_DOCUMENT SEGMENT_

════════════════

Treatment Options for Hyperthyroidism
For patients with hyperthyroidism, treatment should be initiated with beta-blockers for immediate symptom control, followed by definitive therapy with either antithyroid drugs (methimazole preferred), radioactive iodine ablation, or thyroidectomy, depending on the underlying cause, patient characteristics, and contraindications. 1
Immediate Symptomatic Management
Beta-blockers should be started immediately in all patients with hyperthyroidism to control cardiac symptoms and adrenergic manifestations while diagnostic workup and definitive treatment are being planned. 1
- Atenolol 25-50 mg daily is the preferred agent, targeting a heart rate <90 bpm if blood pressure allows 1
- Propranolol is an alternative beta-blocker option for symptomatic relief 1, 2
- Beta-blockers are particularly critical in elderly patients or those with cardiovascular disease to prevent atrial fibrillation and heart failure 1
- These medications control tachycardia, tremor, heat intolerance, and other adrenergic symptoms while waiting for antithyroid medications to take effect 1
Definitive Treatment Options
Antithyroid Drugs (Thioamides)

════════════════

_EXCERPTED RECORDS_
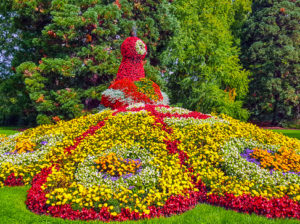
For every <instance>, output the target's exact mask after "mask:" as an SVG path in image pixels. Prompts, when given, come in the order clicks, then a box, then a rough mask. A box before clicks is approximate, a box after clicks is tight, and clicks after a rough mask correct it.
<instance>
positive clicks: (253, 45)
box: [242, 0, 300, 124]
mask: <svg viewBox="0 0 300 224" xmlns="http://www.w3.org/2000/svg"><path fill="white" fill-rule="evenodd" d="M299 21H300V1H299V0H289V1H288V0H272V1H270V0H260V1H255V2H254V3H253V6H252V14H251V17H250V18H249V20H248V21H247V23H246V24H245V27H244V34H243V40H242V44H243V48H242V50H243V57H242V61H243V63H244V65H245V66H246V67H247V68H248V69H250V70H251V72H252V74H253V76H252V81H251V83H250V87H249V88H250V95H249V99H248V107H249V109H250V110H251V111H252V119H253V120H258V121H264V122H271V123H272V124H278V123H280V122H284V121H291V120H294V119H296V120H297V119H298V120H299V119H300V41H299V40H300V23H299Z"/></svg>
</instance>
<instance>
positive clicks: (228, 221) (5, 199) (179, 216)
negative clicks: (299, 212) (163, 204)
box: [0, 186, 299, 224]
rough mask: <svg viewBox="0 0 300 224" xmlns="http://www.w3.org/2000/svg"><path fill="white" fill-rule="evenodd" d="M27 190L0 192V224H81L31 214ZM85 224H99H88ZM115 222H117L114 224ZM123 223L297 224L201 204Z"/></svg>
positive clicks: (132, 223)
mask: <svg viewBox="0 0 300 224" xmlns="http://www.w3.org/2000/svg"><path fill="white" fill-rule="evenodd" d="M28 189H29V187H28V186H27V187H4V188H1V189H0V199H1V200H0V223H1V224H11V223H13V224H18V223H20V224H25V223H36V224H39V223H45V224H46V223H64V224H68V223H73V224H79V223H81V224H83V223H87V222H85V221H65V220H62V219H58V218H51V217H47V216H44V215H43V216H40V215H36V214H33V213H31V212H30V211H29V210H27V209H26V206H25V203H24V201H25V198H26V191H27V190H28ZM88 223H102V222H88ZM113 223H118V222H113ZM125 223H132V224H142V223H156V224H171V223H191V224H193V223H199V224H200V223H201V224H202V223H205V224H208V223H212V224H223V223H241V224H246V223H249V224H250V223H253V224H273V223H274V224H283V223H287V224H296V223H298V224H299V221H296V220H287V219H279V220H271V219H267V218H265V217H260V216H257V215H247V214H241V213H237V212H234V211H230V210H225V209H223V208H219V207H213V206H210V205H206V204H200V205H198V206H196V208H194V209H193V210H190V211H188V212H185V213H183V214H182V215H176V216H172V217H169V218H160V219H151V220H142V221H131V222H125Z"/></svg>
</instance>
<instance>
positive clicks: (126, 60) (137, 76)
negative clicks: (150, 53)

════════════════

_REQUIRED TASKS_
**a.** Decide whether each statement agrees with the hyperthyroidism treatment text, answering yes or no and quoting the words from the text that settle it. (i) Atenolol is the preferred beta-blocker. (ii) Beta-blockers should be started only after definitive treatment has been planned. (iii) Methimazole is the preferred antithyroid drug.
**b.** Answer these questions from the hyperthyroidism treatment text.
(i) What heart rate does atenolol therapy target?
(ii) In which patients are beta-blockers described as particularly critical?
(iii) Which three definitive therapies does the opening paragraph name?

_YOUR WRITTEN ANSWERS_
**a.**
(i) Yes: "Atenolol 25-50 mg daily is the preferred agent"
(ii) No: "Beta-blockers should be started immediately in all patients with hyperthyroidism to control cardiac symptoms and adrenergic manifestations while diagnostic workup and definitive treatment are being planned"
(iii) Yes: "antithyroid drugs (methimazole preferred)"

**b.**
(i) A heart rate below 90 bpm, if blood pressure allows.
(ii) Elderly patients and those with cardiovascular disease.
(iii) Antithyroid drugs, radioactive iodine ablation, and thyroidectomy.